[Text excerpt]
··········

I always said I would never be the woman who causes a wife distress and I had stayed the course until you visited my brother’s house that day. I was the only one at home and you and I had been friends so it was not unusual to let you in.
It was not unusual to hug you but it was a little strange to flirt and then cleverly bring up your wife. You see, back then, I enjoyed playing mind games with men because abandonment issues made me think it a source of power.
We sank into seats opposite each other and talked some more. After a while, I told you I would retreat to my bedroom and that you would find a pastime as you waited for my brother.
So when I heard a knock on my bedroom door a few minutes later, I didn’t think you would propose sex, but why not? We had just talked about your escapades with a married woman while you were younger and how I had been considering having my virginity broken.
I considered your proposal and as the angel and demon made their cases on my shoulders, I held your hands and hugged you. I eventually said ‘no’ and that you had go. You seemed disappointed but you had a wife at home so it wouldn’t be long before your itch got scratched.
A few minutes of pleasure and I would have set us on a path of embarrassment, brokenness and grieving God. I didn’t tell a soul what happened that day and you and I never met or spoke again.
I don’t blame you for what happened. We both danced that day but at least it wasn’t to the full song. I hope that under similar circumstances, we will both say ‘no’ with more ease.

··········

Extracted records:
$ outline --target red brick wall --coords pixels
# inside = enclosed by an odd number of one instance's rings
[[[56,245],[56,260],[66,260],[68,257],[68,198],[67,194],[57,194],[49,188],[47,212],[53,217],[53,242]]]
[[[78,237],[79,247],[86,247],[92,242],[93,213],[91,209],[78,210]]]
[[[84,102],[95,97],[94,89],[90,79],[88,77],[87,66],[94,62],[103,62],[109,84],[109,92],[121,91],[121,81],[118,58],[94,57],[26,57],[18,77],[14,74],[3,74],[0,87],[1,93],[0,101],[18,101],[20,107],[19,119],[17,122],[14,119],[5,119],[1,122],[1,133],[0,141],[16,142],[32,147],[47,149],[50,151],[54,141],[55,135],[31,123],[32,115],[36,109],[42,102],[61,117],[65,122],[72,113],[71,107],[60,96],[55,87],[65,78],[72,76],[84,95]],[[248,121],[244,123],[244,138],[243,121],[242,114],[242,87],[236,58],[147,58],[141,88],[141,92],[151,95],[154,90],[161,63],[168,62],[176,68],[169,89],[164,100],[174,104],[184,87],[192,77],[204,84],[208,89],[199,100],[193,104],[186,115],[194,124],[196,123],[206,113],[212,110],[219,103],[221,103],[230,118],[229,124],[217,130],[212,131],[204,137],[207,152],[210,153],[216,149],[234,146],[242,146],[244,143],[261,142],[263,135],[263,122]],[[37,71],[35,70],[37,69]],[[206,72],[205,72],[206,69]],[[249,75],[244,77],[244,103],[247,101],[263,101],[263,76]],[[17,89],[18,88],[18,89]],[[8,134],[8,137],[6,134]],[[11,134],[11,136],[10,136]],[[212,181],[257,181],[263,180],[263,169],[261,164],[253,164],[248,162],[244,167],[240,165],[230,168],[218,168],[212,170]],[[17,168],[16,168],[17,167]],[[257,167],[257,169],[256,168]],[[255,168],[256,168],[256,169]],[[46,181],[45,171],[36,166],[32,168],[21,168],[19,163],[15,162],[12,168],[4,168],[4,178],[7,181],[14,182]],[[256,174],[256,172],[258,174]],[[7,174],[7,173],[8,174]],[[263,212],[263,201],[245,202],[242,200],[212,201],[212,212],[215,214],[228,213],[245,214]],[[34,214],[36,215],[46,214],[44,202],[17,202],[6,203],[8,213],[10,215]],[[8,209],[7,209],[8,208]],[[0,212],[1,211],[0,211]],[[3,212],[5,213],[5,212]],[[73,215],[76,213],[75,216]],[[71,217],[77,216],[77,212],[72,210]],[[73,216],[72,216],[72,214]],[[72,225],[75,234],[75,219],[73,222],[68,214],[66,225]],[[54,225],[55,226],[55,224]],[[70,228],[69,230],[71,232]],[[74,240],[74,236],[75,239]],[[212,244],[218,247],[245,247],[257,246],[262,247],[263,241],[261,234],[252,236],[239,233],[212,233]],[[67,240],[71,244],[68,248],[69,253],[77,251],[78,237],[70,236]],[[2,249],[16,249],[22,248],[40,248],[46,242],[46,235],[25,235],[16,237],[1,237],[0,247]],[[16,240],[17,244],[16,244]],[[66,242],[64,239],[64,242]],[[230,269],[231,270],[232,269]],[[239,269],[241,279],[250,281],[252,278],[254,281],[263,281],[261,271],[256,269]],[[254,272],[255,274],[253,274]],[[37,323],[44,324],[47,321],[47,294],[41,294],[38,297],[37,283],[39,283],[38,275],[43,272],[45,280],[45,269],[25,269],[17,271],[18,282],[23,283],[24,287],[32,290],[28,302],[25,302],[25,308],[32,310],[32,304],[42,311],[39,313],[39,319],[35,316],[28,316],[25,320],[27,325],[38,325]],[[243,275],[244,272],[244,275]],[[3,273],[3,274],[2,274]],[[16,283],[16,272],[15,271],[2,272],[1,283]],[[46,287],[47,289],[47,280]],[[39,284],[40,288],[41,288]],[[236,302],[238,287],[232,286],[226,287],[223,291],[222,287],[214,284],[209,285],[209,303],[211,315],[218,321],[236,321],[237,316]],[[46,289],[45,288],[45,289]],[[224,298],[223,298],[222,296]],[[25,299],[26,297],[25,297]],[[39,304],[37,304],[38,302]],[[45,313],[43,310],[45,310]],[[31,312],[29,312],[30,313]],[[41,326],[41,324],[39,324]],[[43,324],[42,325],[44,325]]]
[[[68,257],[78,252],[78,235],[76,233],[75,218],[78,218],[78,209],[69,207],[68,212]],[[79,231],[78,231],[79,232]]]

··········

[Actions to take]
(A) List the three things that the account of the visit to the brother's house says a few minutes of pleasure would have set the two people on a path of.
(B) In the account of the visit to the brother's house, rewrite the passage starting at "So when I heard" and ending at "or spoke again.", substituting "offer" for "proposal".
(C) Proceed with the account of the visit to the brother's house, picking up after its final sentence.

[Answers given]
(A) embarrassment, brokenness, grieving God

(B)
So when I heard a knock on my bedroom door a few minutes later, I didn’t think you would propose sex, but why not? We had just talked about your escapades with a married woman while you were younger and how I had been considering having my virginity broken.
I considered your offer and as the angel and demon made their cases on my shoulders, I held your hands and hugged you. I eventually said ‘no’ and that you had go. You seemed disappointed but you had a wife at home so it wouldn’t be long before your itch got scratched.
A few minutes of pleasure and I would have set us on a path of embarrassment, brokenness and grieving God. I didn’t tell a soul what happened that day and you and I never met or spoke again.

(C)
To avoid getting tangled:
Watch what you discuss with married people
Conversations often seem harmless but they birth ideas in people’s minds. To keep from lusting after a married man or woman, and from turning this into an affair, start with the basic step of not starting, or ending, conversations that would make his or her partner uncomfortable.
Don’t spend too much time alone with the unavailable person you are attracted to
The risk here is that the two of you will eventually grow from spending time together once a year to doing so once a week or more frequently. You can convince yourself that nothing can happen, and this may very well be the fact, but it’s always better not to start a dance with the devil, because he is certainly watching and waiting for a moment of weakness.
Acknowledge your feelings and take appropriate actions
We are not brick walls so it is normal to be attracted to a married person. As the wise men say, however, what matters is the action you take. Will you take deliberate steps to end the attraction or will you simply dive in despite being aware of the consequences? You are in charge.
Learn from your mistakes
Don’t be the man or woman who repeatedly breaks others’ relationships and marriages and calls it a guilty pleasure. It is wrong. Period. If you have crossed the line before, the ideal is to come clean and deal with the consequences. Should you find yourself stuck in a cycle, seek help, even from therapists and other such professionals, on how to break free. Sometimes the mistake isn’t having a fling or an affair but merely considering having one. Don’t take these considerations lightly because they can brew and still end up causing serious damage. In this case, deal with the problem even before it becomes a reality.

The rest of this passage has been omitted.